> [Document segment]
·····

When applications of virtual reality technology hit the headlines, it’s usually for something entertainment-focused. With VR, you can tour your new home without ever leaving your couch, or score front-row seats even when you can’t make it to the concert or game.

But there’s more to this cutting-edge technology than fun and games. In fact, a wide range of studies have shown that VR solutions could help the government address more than half of the top 10 public health issues named by the CDC’s National Center for Injury Prevention and Control, which includes everything from tobacco use to food safety to prescription drug abuse.

Tobacco use. Scientists from the Graduate College of Social Work at University of Houston have used VR to simulate the sights and sounds that trigger a cigarette craving in order to train smokers on how to avoid the temptation. In another study, Canadian researchers found that when smokers played a VR game in which they had to seek out and crush cigarettes, their cravings diminished.

Food safety. The World Health Organization says 600 million people are sickened by contaminated food each year and 420,000 die. The CDC calls it a public health crisis — but it’s one that VR can help governments address. North Carolina State University researcher Clint Stevenson is using VR to develop better food-handling practices in manufacturing. “We can bring the factory itself inside the classroom, which is amazing,” he says. “It creates that ‘Aha!’ moment for students as they experience what it’s like to be there — not just sitting in a classroom listening to technical jargon.”

Alcohol-related harms. According to the National Institute on Alcohol Abuse and Alcoholism, nearly 88,000 people die from alcohol-related causes annually, making it the fourth leading preventable cause of death in the U.S. In one study, researchers combined a detox program with a VR experience meant to discourage drinking, and early findings suggest that the VR experience did in fact reduce cravings.

Prescription drug abuse. As far as opioids go, heroin hogs the headlines, but the drugs that are handed out legally may be no less deadly. Of the 28,000 opioid deaths in 2014, at least half involved a prescription drug, the CDC reports. But researchers are finding that by using applications of virtual reality to help patients better manage pain, it may be possible for the government to reduce the public health impact of prescription drug abuse.

·····

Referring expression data

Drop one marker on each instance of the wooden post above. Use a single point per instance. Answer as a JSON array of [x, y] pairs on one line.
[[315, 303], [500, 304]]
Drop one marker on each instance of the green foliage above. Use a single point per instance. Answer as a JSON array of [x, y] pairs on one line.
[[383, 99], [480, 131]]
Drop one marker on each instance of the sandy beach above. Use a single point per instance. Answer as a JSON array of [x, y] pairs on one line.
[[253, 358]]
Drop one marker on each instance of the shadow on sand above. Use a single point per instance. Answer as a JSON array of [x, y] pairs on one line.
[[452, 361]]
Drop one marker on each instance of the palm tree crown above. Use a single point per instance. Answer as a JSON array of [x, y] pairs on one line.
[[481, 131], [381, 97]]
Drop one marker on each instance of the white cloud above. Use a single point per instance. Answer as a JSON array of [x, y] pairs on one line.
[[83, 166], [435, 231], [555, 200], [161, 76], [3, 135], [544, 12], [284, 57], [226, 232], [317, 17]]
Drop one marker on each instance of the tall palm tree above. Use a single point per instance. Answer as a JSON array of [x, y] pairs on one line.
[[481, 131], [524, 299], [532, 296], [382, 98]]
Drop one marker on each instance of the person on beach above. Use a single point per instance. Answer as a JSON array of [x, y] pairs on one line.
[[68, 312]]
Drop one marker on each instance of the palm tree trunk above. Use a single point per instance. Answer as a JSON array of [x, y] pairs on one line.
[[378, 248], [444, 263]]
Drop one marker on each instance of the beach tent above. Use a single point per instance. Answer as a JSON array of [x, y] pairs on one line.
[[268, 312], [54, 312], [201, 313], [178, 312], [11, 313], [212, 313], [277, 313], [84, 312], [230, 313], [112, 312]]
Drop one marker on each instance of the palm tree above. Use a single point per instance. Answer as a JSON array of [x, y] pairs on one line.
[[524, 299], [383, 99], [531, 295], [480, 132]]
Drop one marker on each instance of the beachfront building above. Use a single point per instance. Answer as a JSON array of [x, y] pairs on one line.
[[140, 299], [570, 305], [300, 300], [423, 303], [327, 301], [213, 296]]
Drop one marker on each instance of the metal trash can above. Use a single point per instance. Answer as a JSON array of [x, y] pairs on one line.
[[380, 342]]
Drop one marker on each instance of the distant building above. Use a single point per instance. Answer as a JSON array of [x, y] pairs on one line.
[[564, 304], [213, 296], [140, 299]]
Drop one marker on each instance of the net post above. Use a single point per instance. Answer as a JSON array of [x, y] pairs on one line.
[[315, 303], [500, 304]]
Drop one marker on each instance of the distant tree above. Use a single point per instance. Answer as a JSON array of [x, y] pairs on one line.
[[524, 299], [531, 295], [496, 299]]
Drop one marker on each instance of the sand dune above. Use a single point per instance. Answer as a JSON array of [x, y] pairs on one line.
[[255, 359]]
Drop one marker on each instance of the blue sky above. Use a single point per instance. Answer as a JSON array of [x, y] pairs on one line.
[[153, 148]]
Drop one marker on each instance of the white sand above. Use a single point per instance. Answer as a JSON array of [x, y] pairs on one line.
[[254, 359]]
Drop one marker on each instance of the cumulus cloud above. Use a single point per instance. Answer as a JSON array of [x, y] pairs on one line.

·····

> [Description of the task] For the virtual reality article, tell whether each statement agrees with it, answering yes or no and quoting the deciding words. (a) Scientists at the University of Houston used VR to simulate what triggers a cigarette craving. (b) The World Health Organization says 420,000 people are sickened by contaminated food each year. (c) Alcohol-related causes are the third leading preventable cause of death in the U.S.

> [The completed task]
(a) Yes: "Scientists from the Graduate College of Social Work at University of Houston have used VR to simulate the sights and sounds that trigger a cigarette craving"
(b) No: "The World Health Organization says 600 million people are sickened by contaminated food each year and 420,000 die."
(c) No: "making it the fourth leading preventable cause of death in the U.S."